> **Problem description**:
Take the line that has "on the stone" in it and every line after it to the end of the entries, and reproduce them exactly.

>> Start Listed records

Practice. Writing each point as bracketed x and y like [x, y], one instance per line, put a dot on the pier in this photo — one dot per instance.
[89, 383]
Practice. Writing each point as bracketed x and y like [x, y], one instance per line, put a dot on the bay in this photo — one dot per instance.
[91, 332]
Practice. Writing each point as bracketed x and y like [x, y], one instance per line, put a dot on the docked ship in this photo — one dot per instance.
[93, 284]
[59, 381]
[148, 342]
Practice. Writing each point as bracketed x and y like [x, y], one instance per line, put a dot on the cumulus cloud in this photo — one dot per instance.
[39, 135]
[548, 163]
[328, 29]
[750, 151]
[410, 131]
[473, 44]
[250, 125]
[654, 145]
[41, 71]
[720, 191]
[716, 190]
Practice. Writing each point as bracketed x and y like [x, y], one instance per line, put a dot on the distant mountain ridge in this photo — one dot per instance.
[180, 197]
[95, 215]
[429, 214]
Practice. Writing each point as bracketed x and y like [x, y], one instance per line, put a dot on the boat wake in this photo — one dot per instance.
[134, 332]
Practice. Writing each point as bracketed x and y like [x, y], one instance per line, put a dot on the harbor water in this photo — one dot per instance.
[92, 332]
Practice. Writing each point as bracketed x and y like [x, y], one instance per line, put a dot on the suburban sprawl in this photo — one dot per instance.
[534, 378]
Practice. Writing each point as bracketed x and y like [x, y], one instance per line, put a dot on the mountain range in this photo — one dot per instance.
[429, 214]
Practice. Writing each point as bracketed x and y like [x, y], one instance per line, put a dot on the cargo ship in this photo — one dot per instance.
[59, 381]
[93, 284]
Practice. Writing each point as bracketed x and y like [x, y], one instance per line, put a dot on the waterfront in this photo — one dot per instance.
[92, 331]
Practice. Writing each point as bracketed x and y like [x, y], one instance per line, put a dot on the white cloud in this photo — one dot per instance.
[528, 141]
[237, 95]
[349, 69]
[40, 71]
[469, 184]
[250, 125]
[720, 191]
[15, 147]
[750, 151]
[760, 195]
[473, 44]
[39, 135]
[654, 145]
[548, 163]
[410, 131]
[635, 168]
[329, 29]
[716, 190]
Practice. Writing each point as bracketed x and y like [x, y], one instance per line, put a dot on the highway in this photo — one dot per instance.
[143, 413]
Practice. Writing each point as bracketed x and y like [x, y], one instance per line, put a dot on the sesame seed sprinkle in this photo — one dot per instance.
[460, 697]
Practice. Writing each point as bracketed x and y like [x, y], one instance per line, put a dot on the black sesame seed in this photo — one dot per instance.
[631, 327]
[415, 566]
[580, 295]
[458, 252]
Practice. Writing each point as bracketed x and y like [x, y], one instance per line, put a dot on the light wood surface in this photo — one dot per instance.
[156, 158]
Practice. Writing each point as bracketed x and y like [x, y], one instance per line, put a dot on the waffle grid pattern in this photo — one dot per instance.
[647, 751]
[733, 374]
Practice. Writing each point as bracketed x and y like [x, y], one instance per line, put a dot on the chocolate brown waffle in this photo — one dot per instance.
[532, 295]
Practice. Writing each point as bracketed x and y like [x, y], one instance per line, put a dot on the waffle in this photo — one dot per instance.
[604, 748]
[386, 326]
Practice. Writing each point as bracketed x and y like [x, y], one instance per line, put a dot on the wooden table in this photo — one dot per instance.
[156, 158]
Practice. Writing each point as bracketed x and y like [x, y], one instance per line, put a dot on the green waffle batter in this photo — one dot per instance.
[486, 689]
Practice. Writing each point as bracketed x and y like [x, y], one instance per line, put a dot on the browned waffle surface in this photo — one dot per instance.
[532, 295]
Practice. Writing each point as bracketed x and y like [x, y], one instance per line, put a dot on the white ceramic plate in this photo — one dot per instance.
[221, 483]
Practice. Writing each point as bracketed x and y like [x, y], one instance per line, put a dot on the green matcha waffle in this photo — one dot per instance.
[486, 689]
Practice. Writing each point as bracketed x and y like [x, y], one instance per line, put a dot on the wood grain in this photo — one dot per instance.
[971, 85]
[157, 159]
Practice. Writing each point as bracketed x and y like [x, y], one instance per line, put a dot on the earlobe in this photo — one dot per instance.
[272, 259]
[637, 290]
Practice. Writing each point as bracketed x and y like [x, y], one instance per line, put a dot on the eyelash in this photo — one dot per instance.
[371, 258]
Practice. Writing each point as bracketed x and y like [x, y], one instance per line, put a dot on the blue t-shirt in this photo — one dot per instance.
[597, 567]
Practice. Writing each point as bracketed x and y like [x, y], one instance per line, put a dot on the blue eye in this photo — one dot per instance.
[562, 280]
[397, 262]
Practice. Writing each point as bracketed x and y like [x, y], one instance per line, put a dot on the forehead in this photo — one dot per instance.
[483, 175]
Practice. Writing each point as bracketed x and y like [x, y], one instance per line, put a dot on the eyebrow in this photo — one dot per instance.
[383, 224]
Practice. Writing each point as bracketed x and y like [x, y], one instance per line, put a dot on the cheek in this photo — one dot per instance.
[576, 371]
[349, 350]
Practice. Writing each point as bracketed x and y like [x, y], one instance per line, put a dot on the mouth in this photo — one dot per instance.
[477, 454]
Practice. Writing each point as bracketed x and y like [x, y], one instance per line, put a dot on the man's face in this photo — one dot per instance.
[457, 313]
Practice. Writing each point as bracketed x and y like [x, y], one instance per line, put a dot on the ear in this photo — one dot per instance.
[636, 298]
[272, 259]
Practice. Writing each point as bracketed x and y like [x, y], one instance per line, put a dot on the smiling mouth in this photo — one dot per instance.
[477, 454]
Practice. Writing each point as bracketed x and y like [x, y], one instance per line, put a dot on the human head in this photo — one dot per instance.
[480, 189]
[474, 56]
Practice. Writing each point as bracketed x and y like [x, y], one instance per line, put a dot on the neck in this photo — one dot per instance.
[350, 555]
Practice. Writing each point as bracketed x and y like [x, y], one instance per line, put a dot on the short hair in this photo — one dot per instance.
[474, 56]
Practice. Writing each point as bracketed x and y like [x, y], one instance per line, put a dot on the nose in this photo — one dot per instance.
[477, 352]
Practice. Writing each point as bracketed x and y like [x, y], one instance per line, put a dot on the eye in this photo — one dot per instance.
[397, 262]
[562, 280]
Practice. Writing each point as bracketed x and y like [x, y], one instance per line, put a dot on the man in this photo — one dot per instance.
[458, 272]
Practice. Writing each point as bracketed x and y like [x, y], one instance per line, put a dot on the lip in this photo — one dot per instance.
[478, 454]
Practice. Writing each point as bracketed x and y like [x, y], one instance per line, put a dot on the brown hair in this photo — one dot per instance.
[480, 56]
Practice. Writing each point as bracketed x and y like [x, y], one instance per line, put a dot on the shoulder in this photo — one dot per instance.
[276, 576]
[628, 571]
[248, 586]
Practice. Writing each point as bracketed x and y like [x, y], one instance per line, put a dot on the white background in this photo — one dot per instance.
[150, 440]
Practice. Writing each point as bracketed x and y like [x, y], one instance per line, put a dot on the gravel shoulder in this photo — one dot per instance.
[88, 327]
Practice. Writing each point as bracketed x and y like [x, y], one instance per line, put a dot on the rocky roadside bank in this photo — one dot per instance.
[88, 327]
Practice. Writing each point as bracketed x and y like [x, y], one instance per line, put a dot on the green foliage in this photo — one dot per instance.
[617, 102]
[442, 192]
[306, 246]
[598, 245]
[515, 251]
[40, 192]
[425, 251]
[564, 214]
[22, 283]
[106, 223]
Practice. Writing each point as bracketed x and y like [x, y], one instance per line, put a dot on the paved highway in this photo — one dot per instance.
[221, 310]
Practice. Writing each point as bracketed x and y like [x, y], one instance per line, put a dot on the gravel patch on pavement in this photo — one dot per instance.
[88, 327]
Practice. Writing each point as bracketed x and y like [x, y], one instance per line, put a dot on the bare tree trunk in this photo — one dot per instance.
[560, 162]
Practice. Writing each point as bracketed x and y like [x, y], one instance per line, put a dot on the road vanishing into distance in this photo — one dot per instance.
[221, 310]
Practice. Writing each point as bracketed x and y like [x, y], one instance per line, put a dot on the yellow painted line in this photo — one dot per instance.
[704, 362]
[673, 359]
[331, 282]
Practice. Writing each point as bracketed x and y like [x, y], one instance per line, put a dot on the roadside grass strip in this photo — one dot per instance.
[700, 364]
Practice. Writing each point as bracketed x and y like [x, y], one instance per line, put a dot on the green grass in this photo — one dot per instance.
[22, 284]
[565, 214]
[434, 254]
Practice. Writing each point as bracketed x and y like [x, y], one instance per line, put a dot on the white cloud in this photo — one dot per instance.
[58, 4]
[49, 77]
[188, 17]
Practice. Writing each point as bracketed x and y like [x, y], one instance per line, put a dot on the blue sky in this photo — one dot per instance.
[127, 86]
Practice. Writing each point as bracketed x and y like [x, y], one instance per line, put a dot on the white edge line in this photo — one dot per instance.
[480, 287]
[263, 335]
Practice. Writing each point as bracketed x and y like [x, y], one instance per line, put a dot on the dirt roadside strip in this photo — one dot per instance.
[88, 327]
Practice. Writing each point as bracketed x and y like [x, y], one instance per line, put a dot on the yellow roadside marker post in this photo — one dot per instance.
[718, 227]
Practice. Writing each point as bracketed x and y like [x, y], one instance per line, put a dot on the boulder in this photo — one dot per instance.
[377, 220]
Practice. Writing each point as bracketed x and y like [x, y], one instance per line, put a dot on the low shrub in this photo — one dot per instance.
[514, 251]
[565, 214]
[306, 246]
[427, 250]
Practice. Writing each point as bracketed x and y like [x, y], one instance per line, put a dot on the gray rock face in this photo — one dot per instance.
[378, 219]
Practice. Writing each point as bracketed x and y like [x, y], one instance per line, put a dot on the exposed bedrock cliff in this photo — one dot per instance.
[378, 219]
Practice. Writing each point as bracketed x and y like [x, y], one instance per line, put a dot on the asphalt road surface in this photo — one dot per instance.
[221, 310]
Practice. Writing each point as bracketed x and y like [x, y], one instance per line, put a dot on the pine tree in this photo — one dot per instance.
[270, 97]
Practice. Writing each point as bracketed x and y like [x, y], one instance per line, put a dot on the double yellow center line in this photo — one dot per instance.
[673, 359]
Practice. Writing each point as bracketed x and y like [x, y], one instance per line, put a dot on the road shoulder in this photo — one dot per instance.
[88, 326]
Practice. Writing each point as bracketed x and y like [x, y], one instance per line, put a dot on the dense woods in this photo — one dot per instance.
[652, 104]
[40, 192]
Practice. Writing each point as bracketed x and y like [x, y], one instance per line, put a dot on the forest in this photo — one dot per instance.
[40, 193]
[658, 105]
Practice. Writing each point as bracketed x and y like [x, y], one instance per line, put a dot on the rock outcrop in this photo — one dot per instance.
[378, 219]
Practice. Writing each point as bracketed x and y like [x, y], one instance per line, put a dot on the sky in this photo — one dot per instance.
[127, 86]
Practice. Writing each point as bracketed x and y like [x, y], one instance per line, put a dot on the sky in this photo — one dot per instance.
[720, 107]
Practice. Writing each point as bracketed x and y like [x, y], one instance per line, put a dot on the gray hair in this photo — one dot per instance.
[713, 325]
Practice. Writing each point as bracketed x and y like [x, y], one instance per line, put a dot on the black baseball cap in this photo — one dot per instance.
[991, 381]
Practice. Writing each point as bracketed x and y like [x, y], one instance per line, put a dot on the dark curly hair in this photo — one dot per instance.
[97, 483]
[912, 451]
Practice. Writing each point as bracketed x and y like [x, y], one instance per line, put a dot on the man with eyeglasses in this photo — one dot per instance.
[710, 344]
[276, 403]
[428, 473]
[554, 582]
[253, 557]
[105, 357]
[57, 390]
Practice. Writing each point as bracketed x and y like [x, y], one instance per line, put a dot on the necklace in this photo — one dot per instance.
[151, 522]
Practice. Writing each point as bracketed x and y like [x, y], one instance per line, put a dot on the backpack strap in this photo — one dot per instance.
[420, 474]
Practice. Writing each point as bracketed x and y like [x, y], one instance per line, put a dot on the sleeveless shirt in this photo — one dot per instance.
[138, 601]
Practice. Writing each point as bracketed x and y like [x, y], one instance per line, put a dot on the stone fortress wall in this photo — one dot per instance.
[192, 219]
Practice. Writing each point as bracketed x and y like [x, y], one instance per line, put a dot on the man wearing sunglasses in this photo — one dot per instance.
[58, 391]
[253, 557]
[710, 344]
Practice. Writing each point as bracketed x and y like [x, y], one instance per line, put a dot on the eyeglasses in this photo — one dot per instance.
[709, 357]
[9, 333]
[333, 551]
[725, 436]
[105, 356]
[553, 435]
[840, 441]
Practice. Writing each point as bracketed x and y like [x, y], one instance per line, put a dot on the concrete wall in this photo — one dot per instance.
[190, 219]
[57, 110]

>> End Listed records

> **The response**:
Practice. Writing each point as bracketed x and y like [x, y], one instance per line, put a dot on the stone fortress wall in this photo — one dot per instance.
[192, 219]
Practice. Writing each point as bracketed x and y like [x, y], one instance per line, put a dot on the man wearing sunglasses in this photo — one dot per instance.
[58, 391]
[253, 557]
[710, 344]
Practice. Writing each point as bracketed x and y like [x, y], one instance per line, put a dot on the eyeglasses in this photo — one dot per instance.
[709, 357]
[9, 333]
[333, 551]
[725, 436]
[105, 356]
[553, 435]
[840, 441]
Practice. Writing each point as bracketed x and y like [x, y], one instance per line, put a dot on the concrete wall in this photo — one dot per instance.
[190, 219]
[57, 110]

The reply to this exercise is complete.